# Job
Set down the lines below exactly as they appear, from the line containing "of the **gift" through the line containing "M63 68L60 68L59", inclusive.

# Records to process
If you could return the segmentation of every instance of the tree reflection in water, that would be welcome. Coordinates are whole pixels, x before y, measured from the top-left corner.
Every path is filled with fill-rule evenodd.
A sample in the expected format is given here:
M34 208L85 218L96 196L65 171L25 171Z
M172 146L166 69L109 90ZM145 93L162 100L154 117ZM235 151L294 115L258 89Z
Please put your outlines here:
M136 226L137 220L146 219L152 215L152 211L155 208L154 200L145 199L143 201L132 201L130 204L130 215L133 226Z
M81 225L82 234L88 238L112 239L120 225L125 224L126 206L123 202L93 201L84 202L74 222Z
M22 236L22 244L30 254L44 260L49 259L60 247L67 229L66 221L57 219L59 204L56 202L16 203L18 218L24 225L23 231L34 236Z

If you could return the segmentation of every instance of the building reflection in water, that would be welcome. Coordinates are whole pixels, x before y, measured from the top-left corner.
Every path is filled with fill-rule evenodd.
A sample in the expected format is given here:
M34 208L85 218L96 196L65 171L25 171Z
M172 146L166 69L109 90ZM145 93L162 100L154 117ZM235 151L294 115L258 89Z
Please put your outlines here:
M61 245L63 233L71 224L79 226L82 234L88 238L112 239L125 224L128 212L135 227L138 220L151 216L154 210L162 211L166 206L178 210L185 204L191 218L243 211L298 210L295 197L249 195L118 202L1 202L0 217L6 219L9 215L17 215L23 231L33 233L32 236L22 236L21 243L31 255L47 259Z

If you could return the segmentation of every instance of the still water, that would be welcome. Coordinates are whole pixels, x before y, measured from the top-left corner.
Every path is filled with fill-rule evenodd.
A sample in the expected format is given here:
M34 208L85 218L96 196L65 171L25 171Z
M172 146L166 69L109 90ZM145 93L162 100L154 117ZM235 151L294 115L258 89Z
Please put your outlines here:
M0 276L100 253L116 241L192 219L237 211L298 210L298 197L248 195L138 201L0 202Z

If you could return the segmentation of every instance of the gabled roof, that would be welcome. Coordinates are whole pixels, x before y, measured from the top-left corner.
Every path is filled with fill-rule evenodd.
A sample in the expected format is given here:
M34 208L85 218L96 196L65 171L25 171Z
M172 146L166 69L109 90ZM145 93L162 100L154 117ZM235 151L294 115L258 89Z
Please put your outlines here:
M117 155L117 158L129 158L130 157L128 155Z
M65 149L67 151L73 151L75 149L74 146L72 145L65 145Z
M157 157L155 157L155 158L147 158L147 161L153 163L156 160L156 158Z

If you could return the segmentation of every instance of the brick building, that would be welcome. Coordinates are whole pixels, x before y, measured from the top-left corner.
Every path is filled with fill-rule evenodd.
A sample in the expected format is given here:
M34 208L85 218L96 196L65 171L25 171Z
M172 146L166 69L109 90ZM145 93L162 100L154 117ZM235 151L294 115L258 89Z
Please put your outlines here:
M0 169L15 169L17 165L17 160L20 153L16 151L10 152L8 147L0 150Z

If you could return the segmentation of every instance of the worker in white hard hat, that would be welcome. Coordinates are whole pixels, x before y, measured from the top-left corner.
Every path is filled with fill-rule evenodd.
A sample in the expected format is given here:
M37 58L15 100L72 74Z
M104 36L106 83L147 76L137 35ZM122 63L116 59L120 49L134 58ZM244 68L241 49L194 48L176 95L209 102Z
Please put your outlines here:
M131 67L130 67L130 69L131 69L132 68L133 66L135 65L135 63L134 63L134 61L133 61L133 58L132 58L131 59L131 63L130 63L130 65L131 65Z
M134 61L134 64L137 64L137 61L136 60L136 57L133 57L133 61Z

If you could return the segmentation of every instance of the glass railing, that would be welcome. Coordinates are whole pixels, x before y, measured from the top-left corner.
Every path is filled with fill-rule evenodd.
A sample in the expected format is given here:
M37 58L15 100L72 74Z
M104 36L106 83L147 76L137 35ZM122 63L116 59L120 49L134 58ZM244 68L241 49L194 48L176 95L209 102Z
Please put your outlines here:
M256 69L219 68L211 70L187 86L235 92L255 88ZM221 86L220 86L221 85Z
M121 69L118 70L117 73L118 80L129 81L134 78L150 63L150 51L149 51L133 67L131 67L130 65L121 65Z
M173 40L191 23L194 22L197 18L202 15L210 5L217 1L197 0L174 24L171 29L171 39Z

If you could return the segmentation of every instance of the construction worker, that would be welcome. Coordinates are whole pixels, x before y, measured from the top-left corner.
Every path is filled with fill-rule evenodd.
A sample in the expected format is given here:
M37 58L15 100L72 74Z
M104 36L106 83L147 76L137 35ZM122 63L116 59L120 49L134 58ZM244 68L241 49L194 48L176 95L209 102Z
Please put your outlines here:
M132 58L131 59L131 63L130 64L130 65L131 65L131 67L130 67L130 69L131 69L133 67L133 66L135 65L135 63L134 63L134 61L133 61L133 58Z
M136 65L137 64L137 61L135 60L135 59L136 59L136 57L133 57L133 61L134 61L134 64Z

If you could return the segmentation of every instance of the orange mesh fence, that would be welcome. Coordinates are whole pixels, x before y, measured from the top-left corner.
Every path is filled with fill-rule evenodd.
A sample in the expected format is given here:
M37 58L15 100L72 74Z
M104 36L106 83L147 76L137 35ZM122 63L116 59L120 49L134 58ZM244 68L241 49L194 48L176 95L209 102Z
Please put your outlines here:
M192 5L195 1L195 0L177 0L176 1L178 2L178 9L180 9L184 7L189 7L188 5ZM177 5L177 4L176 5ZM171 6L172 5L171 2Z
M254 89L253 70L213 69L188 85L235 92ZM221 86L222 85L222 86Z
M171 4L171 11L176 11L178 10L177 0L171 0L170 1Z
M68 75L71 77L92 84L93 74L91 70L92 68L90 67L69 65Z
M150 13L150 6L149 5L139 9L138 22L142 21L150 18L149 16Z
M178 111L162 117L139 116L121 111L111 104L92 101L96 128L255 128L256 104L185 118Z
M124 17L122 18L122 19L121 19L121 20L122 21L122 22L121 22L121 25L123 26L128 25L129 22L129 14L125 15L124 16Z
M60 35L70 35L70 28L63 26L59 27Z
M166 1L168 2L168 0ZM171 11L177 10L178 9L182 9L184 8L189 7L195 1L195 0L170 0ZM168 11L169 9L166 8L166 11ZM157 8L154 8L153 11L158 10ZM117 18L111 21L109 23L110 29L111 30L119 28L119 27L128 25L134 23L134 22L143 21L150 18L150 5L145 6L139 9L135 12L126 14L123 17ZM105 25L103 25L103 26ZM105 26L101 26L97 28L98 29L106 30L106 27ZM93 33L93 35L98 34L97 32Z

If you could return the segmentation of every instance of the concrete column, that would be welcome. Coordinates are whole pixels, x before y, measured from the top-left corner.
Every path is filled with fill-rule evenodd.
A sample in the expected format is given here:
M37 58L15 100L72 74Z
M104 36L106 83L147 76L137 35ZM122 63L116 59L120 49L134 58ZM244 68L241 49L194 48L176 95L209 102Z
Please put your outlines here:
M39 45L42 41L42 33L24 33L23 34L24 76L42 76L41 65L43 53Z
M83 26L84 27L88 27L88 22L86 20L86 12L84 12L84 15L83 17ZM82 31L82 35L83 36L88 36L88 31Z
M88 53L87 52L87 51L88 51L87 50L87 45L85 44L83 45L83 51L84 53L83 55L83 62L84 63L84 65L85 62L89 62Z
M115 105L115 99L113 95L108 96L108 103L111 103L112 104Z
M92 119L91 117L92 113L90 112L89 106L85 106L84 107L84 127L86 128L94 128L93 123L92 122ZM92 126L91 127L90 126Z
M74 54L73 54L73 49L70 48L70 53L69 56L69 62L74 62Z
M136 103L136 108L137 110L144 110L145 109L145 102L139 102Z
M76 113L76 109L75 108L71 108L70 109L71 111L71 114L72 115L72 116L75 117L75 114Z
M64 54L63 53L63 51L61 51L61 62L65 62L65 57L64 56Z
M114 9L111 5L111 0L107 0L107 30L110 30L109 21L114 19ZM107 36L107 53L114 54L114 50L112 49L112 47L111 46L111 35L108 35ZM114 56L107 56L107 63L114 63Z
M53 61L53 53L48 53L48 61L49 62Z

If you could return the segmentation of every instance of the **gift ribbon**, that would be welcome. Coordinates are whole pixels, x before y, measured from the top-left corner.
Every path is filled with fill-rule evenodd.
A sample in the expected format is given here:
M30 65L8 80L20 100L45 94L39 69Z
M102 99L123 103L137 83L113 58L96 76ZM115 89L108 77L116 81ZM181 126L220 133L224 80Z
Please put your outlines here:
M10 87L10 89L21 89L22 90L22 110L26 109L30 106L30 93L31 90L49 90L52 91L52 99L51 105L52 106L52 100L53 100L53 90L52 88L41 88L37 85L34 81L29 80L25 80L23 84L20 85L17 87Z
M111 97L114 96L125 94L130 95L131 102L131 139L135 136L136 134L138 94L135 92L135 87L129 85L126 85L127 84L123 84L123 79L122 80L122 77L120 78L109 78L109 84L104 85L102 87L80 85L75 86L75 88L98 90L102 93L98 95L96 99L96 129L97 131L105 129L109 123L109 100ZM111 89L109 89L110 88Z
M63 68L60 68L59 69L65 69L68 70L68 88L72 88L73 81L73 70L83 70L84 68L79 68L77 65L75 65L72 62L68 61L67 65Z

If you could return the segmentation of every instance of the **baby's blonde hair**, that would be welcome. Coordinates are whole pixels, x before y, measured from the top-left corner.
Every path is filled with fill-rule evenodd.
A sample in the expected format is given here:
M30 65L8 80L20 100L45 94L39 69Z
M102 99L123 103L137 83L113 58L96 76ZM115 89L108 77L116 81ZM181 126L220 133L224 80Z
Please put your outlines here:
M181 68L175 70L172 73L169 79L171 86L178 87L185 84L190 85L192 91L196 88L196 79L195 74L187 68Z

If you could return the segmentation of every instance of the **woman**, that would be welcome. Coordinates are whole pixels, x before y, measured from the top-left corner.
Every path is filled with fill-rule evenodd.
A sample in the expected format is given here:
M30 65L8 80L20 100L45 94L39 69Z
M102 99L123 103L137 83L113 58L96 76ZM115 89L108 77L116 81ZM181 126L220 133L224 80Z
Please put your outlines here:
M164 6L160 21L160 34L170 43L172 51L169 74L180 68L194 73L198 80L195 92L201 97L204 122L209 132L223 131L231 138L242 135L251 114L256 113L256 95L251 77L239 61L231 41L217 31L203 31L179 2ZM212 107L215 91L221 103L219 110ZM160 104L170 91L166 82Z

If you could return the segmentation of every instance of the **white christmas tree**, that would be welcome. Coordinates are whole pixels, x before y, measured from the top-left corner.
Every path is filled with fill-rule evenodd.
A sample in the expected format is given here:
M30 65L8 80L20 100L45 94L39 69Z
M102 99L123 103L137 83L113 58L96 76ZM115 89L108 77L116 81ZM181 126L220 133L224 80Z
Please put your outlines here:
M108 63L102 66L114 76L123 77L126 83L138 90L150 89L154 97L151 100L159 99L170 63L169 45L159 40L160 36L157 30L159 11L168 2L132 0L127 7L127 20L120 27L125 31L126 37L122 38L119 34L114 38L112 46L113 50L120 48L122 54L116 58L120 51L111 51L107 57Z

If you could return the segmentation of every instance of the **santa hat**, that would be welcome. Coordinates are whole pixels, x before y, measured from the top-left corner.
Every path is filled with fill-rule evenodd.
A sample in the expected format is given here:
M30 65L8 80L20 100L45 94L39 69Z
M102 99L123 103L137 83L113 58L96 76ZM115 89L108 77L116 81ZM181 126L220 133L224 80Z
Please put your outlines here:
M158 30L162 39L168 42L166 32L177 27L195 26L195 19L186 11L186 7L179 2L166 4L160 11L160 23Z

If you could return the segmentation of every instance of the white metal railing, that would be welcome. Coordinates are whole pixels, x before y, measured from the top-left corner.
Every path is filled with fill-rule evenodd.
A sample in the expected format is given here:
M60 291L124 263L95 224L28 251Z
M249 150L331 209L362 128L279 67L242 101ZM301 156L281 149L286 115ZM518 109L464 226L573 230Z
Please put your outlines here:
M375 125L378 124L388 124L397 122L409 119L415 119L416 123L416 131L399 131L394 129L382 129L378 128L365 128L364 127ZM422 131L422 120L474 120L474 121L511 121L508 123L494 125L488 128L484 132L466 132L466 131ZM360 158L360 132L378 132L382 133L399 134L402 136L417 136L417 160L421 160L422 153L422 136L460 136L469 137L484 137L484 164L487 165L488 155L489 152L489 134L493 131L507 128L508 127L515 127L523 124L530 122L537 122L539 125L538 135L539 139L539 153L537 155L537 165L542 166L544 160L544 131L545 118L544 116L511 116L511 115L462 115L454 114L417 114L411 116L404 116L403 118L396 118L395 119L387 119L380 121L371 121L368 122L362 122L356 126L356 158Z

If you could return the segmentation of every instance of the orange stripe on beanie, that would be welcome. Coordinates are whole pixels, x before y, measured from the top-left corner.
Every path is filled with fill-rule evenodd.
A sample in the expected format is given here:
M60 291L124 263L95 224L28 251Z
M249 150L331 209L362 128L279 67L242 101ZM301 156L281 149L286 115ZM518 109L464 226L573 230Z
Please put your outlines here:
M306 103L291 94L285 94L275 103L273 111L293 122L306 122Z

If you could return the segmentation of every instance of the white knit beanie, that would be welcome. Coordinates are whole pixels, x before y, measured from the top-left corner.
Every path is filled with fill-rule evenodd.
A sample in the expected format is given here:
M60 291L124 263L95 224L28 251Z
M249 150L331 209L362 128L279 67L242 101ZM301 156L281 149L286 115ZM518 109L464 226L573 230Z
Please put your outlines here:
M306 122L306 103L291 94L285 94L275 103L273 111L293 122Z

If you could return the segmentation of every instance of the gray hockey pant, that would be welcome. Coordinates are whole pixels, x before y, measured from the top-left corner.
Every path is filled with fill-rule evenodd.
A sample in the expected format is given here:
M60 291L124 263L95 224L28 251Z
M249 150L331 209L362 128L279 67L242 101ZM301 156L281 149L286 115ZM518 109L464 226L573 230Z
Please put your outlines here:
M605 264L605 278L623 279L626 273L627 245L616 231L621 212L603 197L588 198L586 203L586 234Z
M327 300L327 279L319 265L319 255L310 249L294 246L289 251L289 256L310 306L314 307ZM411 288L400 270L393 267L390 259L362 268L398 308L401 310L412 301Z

# Result below
If you could return the segmentation of every instance of the **gift ribbon**, that would be welcome. Coordinates are whole pixels, x before y, measured from the top-left corner.
Every path is filled with fill-rule evenodd.
A sample in the expected format is given here:
M30 65L8 80L20 100L45 94L39 69Z
M102 99L123 103L137 83L113 58L96 76ZM115 89L108 77L116 81ZM181 126L220 133L224 80Z
Please put your outlines here:
M10 87L10 89L21 89L22 90L22 110L26 109L30 106L30 93L31 90L49 90L52 91L52 99L51 105L52 106L52 100L53 100L53 90L52 88L41 88L37 85L34 81L29 80L25 80L23 84L20 85L17 87Z
M111 97L114 96L125 94L130 95L131 102L131 139L135 136L136 134L138 94L135 92L135 87L129 85L126 85L127 84L123 84L123 79L122 80L122 77L120 78L109 78L109 84L104 85L102 87L80 85L75 86L75 88L98 90L102 93L98 95L96 99L96 129L97 131L105 129L109 123L109 100ZM111 89L109 89L110 88Z
M63 68L60 68L59 69L65 69L68 70L68 88L72 88L73 81L73 70L83 70L84 68L79 68L77 65L75 65L72 62L68 61L67 65Z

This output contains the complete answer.